### PAGE EXCERPT
▬▬▬▬▬▬
Rapid Genomic Prediction of Antibiotic Resistance in Klebsiella pneumoniae Using Al-Rayan Deep Learning model: an Artificial Intelligence Approach
Keywords:
Antimicrobial resistance, Deep learning, Klebsiella pneumoniae, Genomic prediction, Antibiotic stewardshipAbstract
Background: Antimicrobial resistance in Klebsiella pneumoniae causes prolonged hospital stays and increased mortality. Current phenotypic testing requires 48-72 hours, delaying appropriate antibiotic therapy.
Objective: To develop a deep learning model (Al-Rayan Deep Learning Model) for rapid prediction of antibiotic resistance from genomic data, enabling same-day targeted therapy.
Methods: We analyzed 141,718 K. pneumoniae clinical isolates using a novel deep learning framework. The model processes genomic data through optimized feature selection and group-aware validation to prevent data leakage. Performance was evaluated on an independent test set of 25,718 isolates from 23,548 unique patient groups.
Results: The model achieved exceptional performance with AUC-ROC of 0.990 and average precision of 0.999. For resistant isolates, it demonstrated perfect precision (1.00) and high recall (0.94), correctly identifying all truly resistant cases while minimizing false positives. The framework identified 50 key resistance genes driving predictions, providing biological plausibility.
▬▬▬▬▬▬
### ENTRIES SHOWN
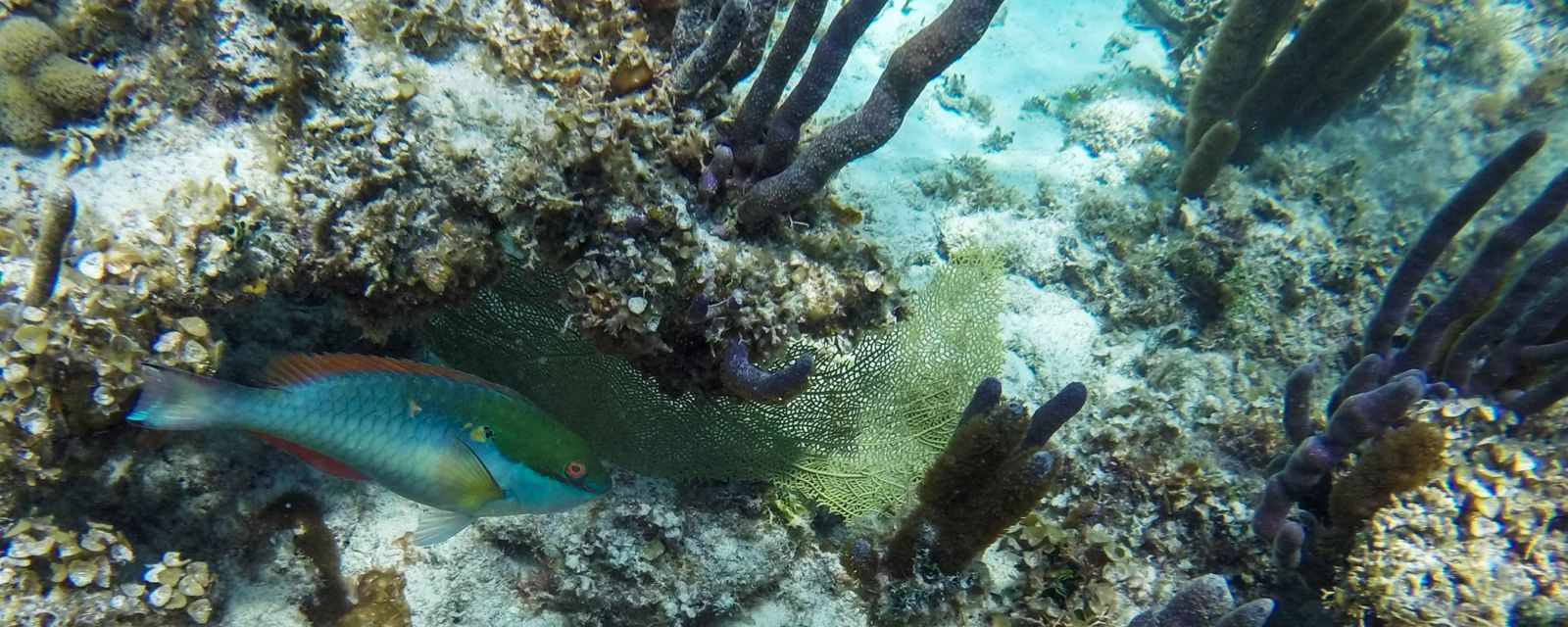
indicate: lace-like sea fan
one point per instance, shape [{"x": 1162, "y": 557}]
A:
[{"x": 866, "y": 428}]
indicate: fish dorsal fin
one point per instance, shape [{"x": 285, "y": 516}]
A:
[
  {"x": 310, "y": 457},
  {"x": 436, "y": 525},
  {"x": 295, "y": 368}
]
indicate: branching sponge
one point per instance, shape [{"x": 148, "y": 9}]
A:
[{"x": 39, "y": 85}]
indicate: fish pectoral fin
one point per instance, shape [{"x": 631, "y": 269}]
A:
[{"x": 436, "y": 525}]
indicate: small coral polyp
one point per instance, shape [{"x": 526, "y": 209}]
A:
[
  {"x": 1434, "y": 554},
  {"x": 1484, "y": 365},
  {"x": 52, "y": 576}
]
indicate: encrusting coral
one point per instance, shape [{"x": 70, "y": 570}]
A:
[
  {"x": 39, "y": 85},
  {"x": 1338, "y": 52},
  {"x": 1380, "y": 402},
  {"x": 1206, "y": 603},
  {"x": 52, "y": 576},
  {"x": 760, "y": 159},
  {"x": 60, "y": 212}
]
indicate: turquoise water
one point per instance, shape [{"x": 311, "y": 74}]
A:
[{"x": 1011, "y": 345}]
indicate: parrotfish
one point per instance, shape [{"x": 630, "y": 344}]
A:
[{"x": 452, "y": 441}]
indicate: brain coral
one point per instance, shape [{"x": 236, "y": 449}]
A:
[
  {"x": 38, "y": 83},
  {"x": 24, "y": 41}
]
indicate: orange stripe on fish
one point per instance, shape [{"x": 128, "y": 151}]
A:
[
  {"x": 295, "y": 368},
  {"x": 310, "y": 457}
]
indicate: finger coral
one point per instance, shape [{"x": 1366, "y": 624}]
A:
[
  {"x": 52, "y": 576},
  {"x": 995, "y": 470}
]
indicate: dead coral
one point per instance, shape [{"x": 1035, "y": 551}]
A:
[{"x": 62, "y": 577}]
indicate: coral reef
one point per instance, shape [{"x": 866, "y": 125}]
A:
[
  {"x": 1405, "y": 447},
  {"x": 870, "y": 417},
  {"x": 51, "y": 576},
  {"x": 1481, "y": 545},
  {"x": 60, "y": 214},
  {"x": 645, "y": 554},
  {"x": 39, "y": 85},
  {"x": 775, "y": 176}
]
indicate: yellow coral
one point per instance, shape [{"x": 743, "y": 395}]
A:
[{"x": 24, "y": 120}]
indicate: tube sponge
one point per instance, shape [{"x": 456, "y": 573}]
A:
[
  {"x": 24, "y": 41},
  {"x": 24, "y": 120},
  {"x": 70, "y": 85}
]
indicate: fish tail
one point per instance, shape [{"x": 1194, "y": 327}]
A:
[{"x": 182, "y": 402}]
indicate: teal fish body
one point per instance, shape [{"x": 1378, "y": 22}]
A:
[{"x": 441, "y": 438}]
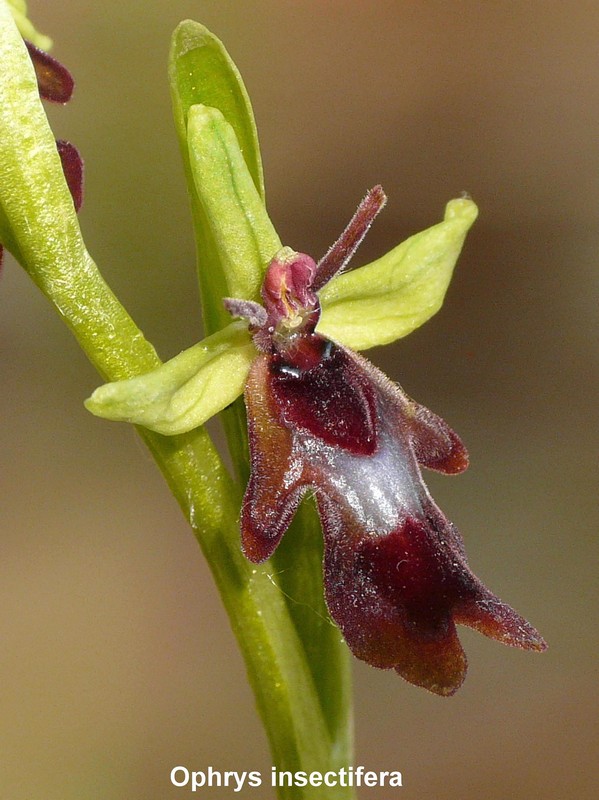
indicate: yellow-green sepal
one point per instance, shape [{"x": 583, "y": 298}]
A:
[
  {"x": 184, "y": 392},
  {"x": 389, "y": 298}
]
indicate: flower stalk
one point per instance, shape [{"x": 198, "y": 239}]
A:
[{"x": 297, "y": 662}]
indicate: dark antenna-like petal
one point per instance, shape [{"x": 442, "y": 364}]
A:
[{"x": 339, "y": 255}]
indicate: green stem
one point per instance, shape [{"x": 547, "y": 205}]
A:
[{"x": 37, "y": 210}]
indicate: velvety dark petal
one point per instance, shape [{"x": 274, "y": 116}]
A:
[
  {"x": 331, "y": 399},
  {"x": 277, "y": 479},
  {"x": 72, "y": 166},
  {"x": 339, "y": 255},
  {"x": 391, "y": 598},
  {"x": 54, "y": 81},
  {"x": 434, "y": 444}
]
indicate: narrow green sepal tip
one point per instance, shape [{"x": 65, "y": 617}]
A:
[{"x": 184, "y": 392}]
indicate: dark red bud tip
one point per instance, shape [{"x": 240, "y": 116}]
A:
[
  {"x": 54, "y": 81},
  {"x": 287, "y": 289},
  {"x": 339, "y": 255},
  {"x": 72, "y": 166}
]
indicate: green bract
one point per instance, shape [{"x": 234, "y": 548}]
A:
[{"x": 370, "y": 306}]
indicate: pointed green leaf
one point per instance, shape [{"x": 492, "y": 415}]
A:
[
  {"x": 390, "y": 297},
  {"x": 184, "y": 392},
  {"x": 241, "y": 229}
]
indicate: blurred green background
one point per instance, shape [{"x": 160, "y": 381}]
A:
[{"x": 116, "y": 660}]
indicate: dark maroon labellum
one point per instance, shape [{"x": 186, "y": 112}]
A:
[
  {"x": 54, "y": 81},
  {"x": 322, "y": 418}
]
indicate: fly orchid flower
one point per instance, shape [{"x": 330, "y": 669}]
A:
[{"x": 322, "y": 419}]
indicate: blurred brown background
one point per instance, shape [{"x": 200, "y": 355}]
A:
[{"x": 116, "y": 660}]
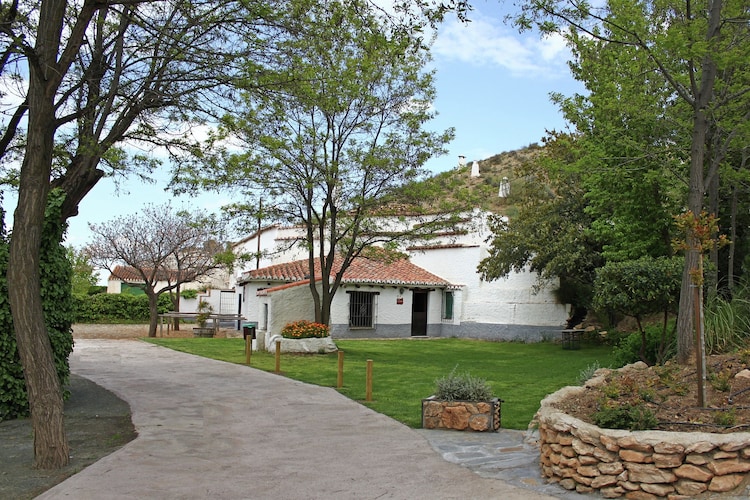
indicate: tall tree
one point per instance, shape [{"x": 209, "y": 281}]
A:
[
  {"x": 163, "y": 246},
  {"x": 99, "y": 73},
  {"x": 341, "y": 133},
  {"x": 691, "y": 47}
]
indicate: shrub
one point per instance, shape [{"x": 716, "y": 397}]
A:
[
  {"x": 629, "y": 347},
  {"x": 55, "y": 281},
  {"x": 304, "y": 330},
  {"x": 116, "y": 307},
  {"x": 588, "y": 372},
  {"x": 633, "y": 417},
  {"x": 727, "y": 322},
  {"x": 462, "y": 387}
]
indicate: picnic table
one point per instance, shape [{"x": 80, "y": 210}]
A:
[
  {"x": 571, "y": 338},
  {"x": 215, "y": 318}
]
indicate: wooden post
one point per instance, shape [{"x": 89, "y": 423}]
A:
[
  {"x": 278, "y": 356},
  {"x": 248, "y": 348},
  {"x": 340, "y": 378},
  {"x": 368, "y": 381}
]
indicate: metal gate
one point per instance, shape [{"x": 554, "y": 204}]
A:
[{"x": 229, "y": 303}]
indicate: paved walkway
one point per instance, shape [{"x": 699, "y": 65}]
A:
[{"x": 209, "y": 429}]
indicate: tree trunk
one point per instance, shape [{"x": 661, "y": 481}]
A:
[
  {"x": 703, "y": 94},
  {"x": 24, "y": 289}
]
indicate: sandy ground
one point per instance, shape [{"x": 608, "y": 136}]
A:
[{"x": 90, "y": 331}]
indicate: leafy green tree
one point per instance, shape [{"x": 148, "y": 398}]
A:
[
  {"x": 89, "y": 76},
  {"x": 58, "y": 314},
  {"x": 339, "y": 129},
  {"x": 638, "y": 288},
  {"x": 691, "y": 55}
]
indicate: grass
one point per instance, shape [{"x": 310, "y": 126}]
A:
[{"x": 404, "y": 371}]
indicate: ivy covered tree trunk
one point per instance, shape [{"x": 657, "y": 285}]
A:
[{"x": 153, "y": 309}]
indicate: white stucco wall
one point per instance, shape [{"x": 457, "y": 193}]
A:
[{"x": 507, "y": 301}]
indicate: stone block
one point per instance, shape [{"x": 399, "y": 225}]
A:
[
  {"x": 605, "y": 455},
  {"x": 568, "y": 484},
  {"x": 697, "y": 459},
  {"x": 690, "y": 488},
  {"x": 732, "y": 466},
  {"x": 612, "y": 468},
  {"x": 725, "y": 483},
  {"x": 609, "y": 443},
  {"x": 603, "y": 481},
  {"x": 664, "y": 461},
  {"x": 632, "y": 443},
  {"x": 647, "y": 473},
  {"x": 693, "y": 473},
  {"x": 614, "y": 492},
  {"x": 582, "y": 448},
  {"x": 588, "y": 460},
  {"x": 660, "y": 490},
  {"x": 640, "y": 495},
  {"x": 588, "y": 471},
  {"x": 700, "y": 447},
  {"x": 669, "y": 448},
  {"x": 639, "y": 457}
]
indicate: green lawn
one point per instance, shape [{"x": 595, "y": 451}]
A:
[{"x": 404, "y": 371}]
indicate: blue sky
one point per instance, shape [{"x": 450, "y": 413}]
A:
[{"x": 492, "y": 84}]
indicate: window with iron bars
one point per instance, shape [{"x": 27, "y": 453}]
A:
[
  {"x": 362, "y": 309},
  {"x": 447, "y": 305}
]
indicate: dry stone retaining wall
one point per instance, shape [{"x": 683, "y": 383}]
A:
[{"x": 638, "y": 464}]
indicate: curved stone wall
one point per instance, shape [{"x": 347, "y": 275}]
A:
[{"x": 638, "y": 464}]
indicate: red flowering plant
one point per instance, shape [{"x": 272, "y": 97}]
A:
[{"x": 304, "y": 329}]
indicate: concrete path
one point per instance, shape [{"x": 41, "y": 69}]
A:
[{"x": 209, "y": 429}]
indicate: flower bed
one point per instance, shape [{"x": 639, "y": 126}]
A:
[{"x": 304, "y": 330}]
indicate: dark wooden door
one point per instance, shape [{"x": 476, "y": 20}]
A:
[{"x": 419, "y": 313}]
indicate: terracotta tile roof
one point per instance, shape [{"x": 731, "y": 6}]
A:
[
  {"x": 439, "y": 247},
  {"x": 362, "y": 270},
  {"x": 129, "y": 274}
]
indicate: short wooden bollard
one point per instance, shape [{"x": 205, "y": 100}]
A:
[
  {"x": 278, "y": 356},
  {"x": 340, "y": 378},
  {"x": 368, "y": 381}
]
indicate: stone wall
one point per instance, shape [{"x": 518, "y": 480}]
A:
[
  {"x": 461, "y": 415},
  {"x": 639, "y": 464}
]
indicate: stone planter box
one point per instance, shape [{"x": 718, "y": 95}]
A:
[
  {"x": 478, "y": 416},
  {"x": 309, "y": 346},
  {"x": 638, "y": 464},
  {"x": 203, "y": 332}
]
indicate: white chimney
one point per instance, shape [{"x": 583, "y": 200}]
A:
[
  {"x": 504, "y": 188},
  {"x": 475, "y": 169}
]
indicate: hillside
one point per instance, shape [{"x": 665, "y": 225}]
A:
[{"x": 485, "y": 188}]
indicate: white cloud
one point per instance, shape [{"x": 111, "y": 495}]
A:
[{"x": 488, "y": 42}]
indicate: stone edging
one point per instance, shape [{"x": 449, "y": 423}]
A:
[
  {"x": 461, "y": 415},
  {"x": 637, "y": 464}
]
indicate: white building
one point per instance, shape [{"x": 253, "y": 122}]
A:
[{"x": 437, "y": 292}]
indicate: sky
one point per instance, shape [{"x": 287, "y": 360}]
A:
[{"x": 493, "y": 87}]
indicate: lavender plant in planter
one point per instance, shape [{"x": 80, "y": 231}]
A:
[{"x": 461, "y": 402}]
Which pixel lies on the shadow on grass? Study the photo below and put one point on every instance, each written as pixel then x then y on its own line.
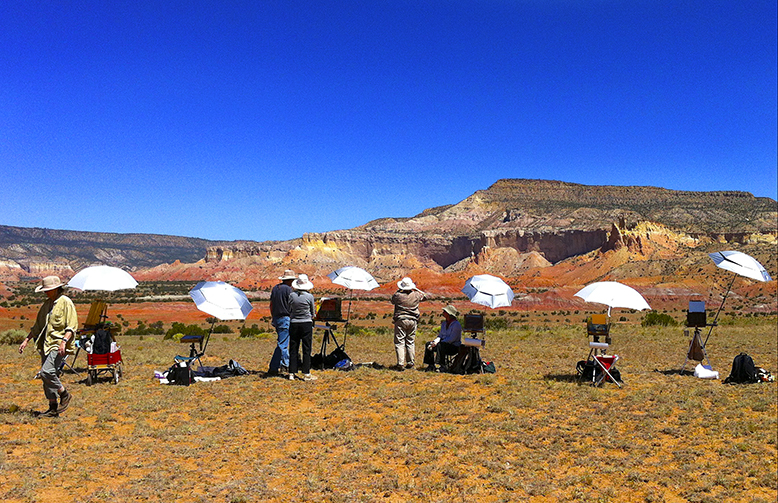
▬▬▬▬▬▬
### EXERCISE AIM
Reproduce word for word the passage of the Klebsiella pneumoniae abstract above that lies between "Methods: We analyzed" and "unique patient groups.", inclusive.

### RESPONSE BELOW
Methods: We analyzed 141,718 K. pneumoniae clinical isolates using a novel deep learning framework. The model processes genomic data through optimized feature selection and group-aware validation to prevent data leakage. Performance was evaluated on an independent test set of 25,718 isolates from 23,548 unique patient groups.